**Exercise objective**
In the text below about getting ready for Francis's return home, tell whether each statement agrees with it, answering yes or no and quoting the words that decide it: (a) The narrator spends the month before Francis arrives cleaning. (b) As a child, Francis liked putting the Wise Men in the manger. (c) The Christmas tree is the same one used when Francis was a child.

**Selected text**

** start **

Preparing for his arrival takes a lot of work. Being somewhat of an advocate for letting dust live out its life where it lay, I spend the month before his arrival cleaning; the usual spots, of course, but also those spots not generally covered in a regular cleaning; washing and waxing the cabinets, washing all of the walls so they look as clean as the day they were painted, cleaning under the soap dish in the bathtub, pulling out every speck of dust hiding under the radiators, and cleaning “his” bedroom so clean that it could be considered a sanitary room for a person undergoing a bone marrow transplant. I’ve added a rocking chair for baby to feed lovingly and comfortably. The sheets with flowers are washed with “spring” fabric softener, giving them a sensational floral scent, perfect for a multi-sensory feel. (Yes, sniff in the scent. It is a happy, welcome home scent!)

The decor of my home is generally early mishmash, but when Francis comes home, the walls are decorated with a multitude of photos of all of our children, hastily put together from photos from Facebook. (It is something I mean to do all year but never get around to doing.) The Christmas tree and house decorations are pulled from the bowels of the cellar, decorated and placed in traditional places. Same candles in the window as when Francis was a child, same tree, same decorations including the nativity scene that Francis enjoyed rearranging when he was a child. (He loved to put the donkey in the manger and lay the Wise Men down for a nap after their long hike.) All reminiscent of Christmas’ past.

** end **

**Entries**
** start **

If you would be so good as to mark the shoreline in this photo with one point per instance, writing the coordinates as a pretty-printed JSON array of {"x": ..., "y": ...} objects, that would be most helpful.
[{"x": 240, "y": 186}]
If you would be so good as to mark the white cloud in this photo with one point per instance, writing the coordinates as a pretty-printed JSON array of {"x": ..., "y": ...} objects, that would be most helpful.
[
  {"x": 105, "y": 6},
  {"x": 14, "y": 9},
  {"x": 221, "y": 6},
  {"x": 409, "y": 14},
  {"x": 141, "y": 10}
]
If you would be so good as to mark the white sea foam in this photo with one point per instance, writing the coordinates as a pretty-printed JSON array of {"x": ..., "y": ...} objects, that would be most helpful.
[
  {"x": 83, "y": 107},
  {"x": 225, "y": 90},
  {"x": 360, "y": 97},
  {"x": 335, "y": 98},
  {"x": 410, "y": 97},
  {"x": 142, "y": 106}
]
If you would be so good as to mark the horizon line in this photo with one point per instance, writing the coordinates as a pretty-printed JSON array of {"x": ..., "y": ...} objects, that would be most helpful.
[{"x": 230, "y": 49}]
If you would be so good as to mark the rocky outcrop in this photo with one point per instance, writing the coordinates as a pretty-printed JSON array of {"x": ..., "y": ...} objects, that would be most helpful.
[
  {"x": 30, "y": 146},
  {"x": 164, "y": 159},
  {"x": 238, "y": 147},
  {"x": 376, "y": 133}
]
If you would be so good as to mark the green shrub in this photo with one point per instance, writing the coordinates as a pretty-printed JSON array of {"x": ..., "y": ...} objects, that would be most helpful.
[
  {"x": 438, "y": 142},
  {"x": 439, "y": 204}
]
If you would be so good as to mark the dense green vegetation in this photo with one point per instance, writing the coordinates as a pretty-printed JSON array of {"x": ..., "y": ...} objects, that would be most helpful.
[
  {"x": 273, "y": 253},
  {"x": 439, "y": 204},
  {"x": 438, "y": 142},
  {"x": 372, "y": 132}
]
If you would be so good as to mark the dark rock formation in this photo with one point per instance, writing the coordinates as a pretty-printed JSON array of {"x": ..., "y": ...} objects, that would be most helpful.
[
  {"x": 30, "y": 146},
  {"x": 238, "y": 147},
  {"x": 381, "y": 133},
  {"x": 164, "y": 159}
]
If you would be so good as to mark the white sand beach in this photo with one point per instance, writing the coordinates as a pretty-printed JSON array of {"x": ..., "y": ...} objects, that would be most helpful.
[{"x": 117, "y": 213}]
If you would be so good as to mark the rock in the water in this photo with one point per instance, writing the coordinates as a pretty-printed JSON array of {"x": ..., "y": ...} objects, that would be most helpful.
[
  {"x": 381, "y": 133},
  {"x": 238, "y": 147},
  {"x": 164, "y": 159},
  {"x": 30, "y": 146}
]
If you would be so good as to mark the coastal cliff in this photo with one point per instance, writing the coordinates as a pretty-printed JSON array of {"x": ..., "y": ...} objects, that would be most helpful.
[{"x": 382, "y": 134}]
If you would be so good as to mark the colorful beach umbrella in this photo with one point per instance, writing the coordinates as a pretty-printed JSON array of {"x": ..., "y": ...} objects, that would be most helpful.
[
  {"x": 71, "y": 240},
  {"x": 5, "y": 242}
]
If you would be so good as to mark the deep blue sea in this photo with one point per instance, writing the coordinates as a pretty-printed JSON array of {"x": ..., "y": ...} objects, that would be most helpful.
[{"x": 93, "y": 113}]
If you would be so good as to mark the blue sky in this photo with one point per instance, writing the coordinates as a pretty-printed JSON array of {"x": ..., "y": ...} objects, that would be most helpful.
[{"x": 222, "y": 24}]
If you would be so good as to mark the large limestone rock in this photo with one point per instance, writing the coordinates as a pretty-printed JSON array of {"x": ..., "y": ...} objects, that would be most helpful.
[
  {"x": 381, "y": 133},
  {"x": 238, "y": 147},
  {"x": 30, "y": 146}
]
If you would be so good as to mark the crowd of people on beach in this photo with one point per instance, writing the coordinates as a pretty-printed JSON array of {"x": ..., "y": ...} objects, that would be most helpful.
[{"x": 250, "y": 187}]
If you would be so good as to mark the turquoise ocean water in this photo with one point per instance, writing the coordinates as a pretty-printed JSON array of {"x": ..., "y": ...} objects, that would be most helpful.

** end **

**The response**
(a) Yes: "I spend the month before his arrival cleaning"
(b) No: "He loved to put the donkey in the manger and lay the Wise Men down for a nap after their long hike."
(c) Yes: "Same candles in the window as when Francis was a child, same tree"